*EXERCISE:* Lay out the material below as a JSON list of strings, with one string per line. Omit blank lines and the pictures.

*Stored data:*
□ □ □ □ □
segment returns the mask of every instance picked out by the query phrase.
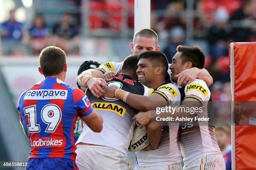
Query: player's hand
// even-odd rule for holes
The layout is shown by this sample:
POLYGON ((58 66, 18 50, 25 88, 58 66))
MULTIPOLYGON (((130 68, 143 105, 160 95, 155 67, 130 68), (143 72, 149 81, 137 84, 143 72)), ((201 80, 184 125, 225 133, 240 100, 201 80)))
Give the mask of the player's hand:
POLYGON ((140 112, 135 115, 132 119, 136 121, 136 124, 140 126, 140 128, 142 129, 151 120, 151 110, 140 112))
POLYGON ((197 68, 184 70, 179 74, 175 75, 176 77, 178 78, 177 85, 184 85, 187 84, 189 84, 197 78, 199 72, 198 68, 197 68))
POLYGON ((113 71, 108 71, 101 76, 101 78, 106 81, 111 81, 115 75, 115 73, 113 71))
POLYGON ((87 84, 92 93, 97 98, 103 96, 105 92, 102 88, 106 88, 108 85, 106 81, 102 78, 92 78, 88 80, 87 84))
POLYGON ((108 86, 107 88, 104 89, 105 93, 103 96, 110 98, 115 98, 115 90, 119 88, 116 85, 111 85, 110 86, 108 86))

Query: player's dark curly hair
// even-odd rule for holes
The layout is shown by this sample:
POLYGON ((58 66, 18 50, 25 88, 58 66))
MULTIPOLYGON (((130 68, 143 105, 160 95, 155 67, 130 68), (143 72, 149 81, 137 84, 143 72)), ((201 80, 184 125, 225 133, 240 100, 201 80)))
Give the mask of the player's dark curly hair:
POLYGON ((160 51, 146 51, 141 54, 139 55, 139 58, 148 58, 151 61, 155 67, 162 67, 164 76, 166 76, 169 68, 168 60, 165 54, 163 52, 160 51))
MULTIPOLYGON (((100 65, 99 62, 97 61, 90 60, 90 61, 84 61, 79 67, 78 71, 77 71, 77 76, 80 75, 84 71, 87 70, 91 68, 96 68, 99 67, 100 65)), ((77 82, 77 85, 78 88, 81 89, 81 87, 78 84, 77 82)))
POLYGON ((137 55, 128 55, 123 60, 121 68, 121 71, 129 73, 131 75, 132 75, 133 79, 136 80, 136 70, 138 60, 139 58, 137 55))
POLYGON ((177 52, 182 52, 180 58, 182 60, 182 64, 190 62, 192 67, 204 68, 205 57, 200 46, 179 45, 177 46, 176 50, 177 52))

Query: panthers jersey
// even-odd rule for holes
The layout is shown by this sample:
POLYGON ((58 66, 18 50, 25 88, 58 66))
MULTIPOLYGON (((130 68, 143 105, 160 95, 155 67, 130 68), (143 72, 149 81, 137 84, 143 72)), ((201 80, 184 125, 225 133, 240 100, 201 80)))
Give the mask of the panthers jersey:
MULTIPOLYGON (((195 117, 210 117, 207 105, 210 92, 204 81, 196 79, 187 84, 185 87, 185 95, 184 99, 192 98, 201 103, 202 112, 198 112, 195 117)), ((203 156, 221 153, 215 127, 209 122, 198 121, 198 119, 195 120, 194 118, 192 121, 181 123, 180 129, 179 144, 185 165, 203 156)))
MULTIPOLYGON (((179 105, 180 94, 173 84, 166 82, 154 92, 162 96, 167 103, 179 105)), ((137 163, 141 167, 163 165, 181 162, 179 144, 179 123, 163 127, 162 136, 158 148, 154 150, 140 150, 135 153, 137 163)))
POLYGON ((21 95, 17 109, 28 135, 30 158, 75 161, 73 133, 77 116, 93 110, 82 90, 47 77, 21 95))
MULTIPOLYGON (((100 65, 99 67, 96 68, 97 70, 98 70, 105 74, 106 72, 108 71, 113 71, 115 73, 115 75, 117 75, 119 71, 121 69, 122 67, 122 65, 123 62, 105 62, 102 65, 100 65)), ((168 64, 168 70, 167 72, 169 74, 170 78, 172 78, 171 74, 172 72, 170 70, 170 64, 168 64)))
MULTIPOLYGON (((148 95, 150 89, 127 75, 117 75, 108 85, 115 85, 126 91, 140 95, 148 95)), ((138 113, 133 109, 118 98, 95 98, 88 90, 86 92, 92 106, 103 119, 103 128, 100 133, 92 132, 87 127, 83 128, 76 142, 105 146, 126 154, 133 137, 134 121, 132 120, 138 113)))

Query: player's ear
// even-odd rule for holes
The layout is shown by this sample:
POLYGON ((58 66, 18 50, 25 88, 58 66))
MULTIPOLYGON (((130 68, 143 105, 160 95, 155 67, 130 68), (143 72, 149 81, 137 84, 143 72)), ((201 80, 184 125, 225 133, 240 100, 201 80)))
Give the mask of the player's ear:
POLYGON ((43 71, 42 71, 42 68, 41 67, 38 67, 38 71, 41 74, 44 75, 44 73, 43 72, 43 71))
POLYGON ((187 65, 186 66, 186 68, 192 68, 192 66, 193 66, 192 64, 192 62, 190 62, 190 61, 189 61, 188 62, 187 62, 186 63, 187 65))
POLYGON ((162 73, 162 71, 163 71, 163 67, 158 67, 156 70, 156 74, 160 74, 162 73))
POLYGON ((130 43, 130 48, 131 48, 131 50, 132 50, 133 52, 133 47, 134 47, 133 43, 133 42, 130 43))
POLYGON ((63 69, 63 70, 65 72, 67 72, 67 62, 64 64, 64 68, 63 69))
POLYGON ((159 51, 159 49, 160 49, 160 47, 159 46, 159 45, 157 45, 157 46, 156 46, 156 51, 159 51))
□ □ □ □ □
*SOLVED EXERCISE:*
[
  "segment returns the mask of every instance picked out by the query phrase.",
  "Query: player's hand",
  "// even-odd rule for holes",
  "The layout is shown by this sample:",
  "POLYGON ((58 66, 18 50, 25 88, 58 66))",
  "MULTIPOLYGON (((130 68, 143 105, 160 95, 155 67, 130 68), (143 72, 149 81, 137 84, 143 72)), ((201 80, 184 125, 225 133, 240 100, 201 80)))",
  "Give the mask of the player's hand:",
  "POLYGON ((140 112, 135 115, 132 119, 136 121, 136 124, 140 126, 140 128, 142 129, 151 120, 151 110, 140 112))",
  "POLYGON ((197 68, 184 70, 179 74, 175 75, 176 77, 178 78, 177 85, 184 85, 187 84, 189 84, 197 78, 199 72, 198 68, 197 68))",
  "POLYGON ((113 71, 108 71, 101 76, 101 78, 106 81, 111 81, 115 75, 115 73, 113 71))",
  "POLYGON ((87 84, 92 93, 97 98, 103 96, 105 92, 102 88, 106 88, 108 85, 106 81, 102 78, 92 78, 88 80, 87 84))",
  "POLYGON ((108 86, 107 88, 104 89, 105 93, 103 96, 110 98, 115 98, 115 90, 119 88, 116 85, 111 85, 110 86, 108 86))",
  "Query: player's dark curly hair",
  "// even-odd rule for holes",
  "The layout is shown by this sample:",
  "POLYGON ((58 66, 18 50, 25 88, 58 66))",
  "MULTIPOLYGON (((130 68, 143 105, 160 95, 155 67, 130 68), (143 72, 149 81, 137 84, 143 72)), ((201 80, 184 125, 225 133, 240 100, 201 80)))",
  "Give the mask of the player's dark curly hair:",
  "POLYGON ((160 51, 146 51, 141 54, 139 55, 139 58, 148 58, 151 61, 155 67, 162 67, 164 76, 166 76, 169 68, 168 60, 165 54, 163 52, 160 51))",
  "MULTIPOLYGON (((100 65, 99 62, 97 61, 90 60, 90 61, 84 61, 79 67, 78 71, 77 71, 77 76, 80 75, 84 71, 87 70, 91 68, 96 68, 99 67, 100 65)), ((77 82, 77 85, 78 88, 81 89, 81 87, 78 84, 77 82)))",
  "POLYGON ((137 55, 128 55, 123 60, 121 68, 121 71, 129 73, 131 75, 132 75, 133 79, 136 80, 136 70, 138 60, 139 58, 137 55))",
  "POLYGON ((177 52, 182 52, 180 58, 182 60, 182 64, 190 62, 192 67, 204 68, 205 57, 200 46, 179 45, 177 46, 176 50, 177 52))",
  "Query: panthers jersey",
  "// even-odd rule for holes",
  "The layout is shown by this sample:",
  "POLYGON ((58 66, 18 50, 25 88, 58 66))",
  "MULTIPOLYGON (((130 68, 143 105, 160 95, 155 67, 130 68), (143 72, 149 81, 137 84, 143 72)), ((201 80, 184 125, 225 133, 240 100, 201 80)))",
  "Give the mask of the panthers jersey:",
  "MULTIPOLYGON (((195 117, 210 117, 207 105, 210 92, 204 81, 196 79, 187 84, 185 87, 185 95, 184 99, 192 98, 201 103, 202 112, 198 112, 195 117)), ((203 156, 221 153, 215 127, 209 122, 198 121, 198 119, 195 120, 194 118, 192 121, 181 123, 180 129, 179 144, 185 165, 203 156)))",
  "MULTIPOLYGON (((179 105, 180 94, 173 84, 166 82, 154 92, 162 96, 167 103, 179 105)), ((137 163, 141 167, 163 165, 181 162, 179 144, 179 123, 163 127, 162 136, 158 148, 154 150, 140 150, 135 153, 137 163)))",
  "POLYGON ((21 95, 17 109, 28 135, 30 158, 75 161, 73 133, 77 116, 93 110, 82 90, 47 77, 21 95))",
  "MULTIPOLYGON (((100 65, 99 67, 96 68, 97 70, 98 70, 105 74, 106 72, 108 71, 113 71, 115 73, 115 75, 117 75, 119 71, 121 69, 122 67, 122 65, 123 62, 105 62, 102 65, 100 65)), ((168 64, 168 70, 167 72, 169 74, 170 78, 172 78, 171 74, 172 72, 170 70, 170 64, 168 64)))",
  "MULTIPOLYGON (((148 95, 150 89, 127 75, 117 75, 108 85, 115 85, 126 91, 140 95, 148 95)), ((138 113, 133 109, 118 98, 95 98, 88 90, 86 92, 92 106, 103 119, 103 128, 100 133, 92 132, 87 127, 83 128, 76 142, 105 146, 126 154, 133 137, 134 121, 132 120, 138 113)))",
  "Query: player's ear",
  "// even-odd rule for holes",
  "The layout is shown by this sample:",
  "POLYGON ((58 66, 18 50, 25 88, 58 66))",
  "MULTIPOLYGON (((130 68, 143 105, 160 95, 155 67, 130 68), (143 72, 149 81, 137 84, 143 72)), ((201 80, 184 125, 225 133, 240 100, 201 80)))",
  "Give the mask of the player's ear:",
  "POLYGON ((43 71, 42 71, 42 68, 41 67, 38 67, 38 71, 41 74, 44 75, 44 73, 43 72, 43 71))",
  "POLYGON ((187 65, 186 66, 186 68, 192 68, 192 66, 193 66, 192 64, 192 62, 190 62, 190 61, 189 61, 188 62, 187 62, 186 63, 187 65))",
  "POLYGON ((162 73, 162 71, 163 71, 163 67, 158 67, 156 70, 156 74, 160 74, 162 73))",
  "POLYGON ((130 43, 130 48, 131 48, 131 50, 132 50, 133 52, 133 47, 134 47, 133 43, 133 42, 130 43))",
  "POLYGON ((63 69, 63 70, 65 72, 67 72, 67 62, 64 64, 64 68, 63 69))",
  "POLYGON ((159 51, 159 49, 160 49, 160 47, 159 46, 159 45, 157 45, 157 46, 156 46, 156 51, 159 51))"
]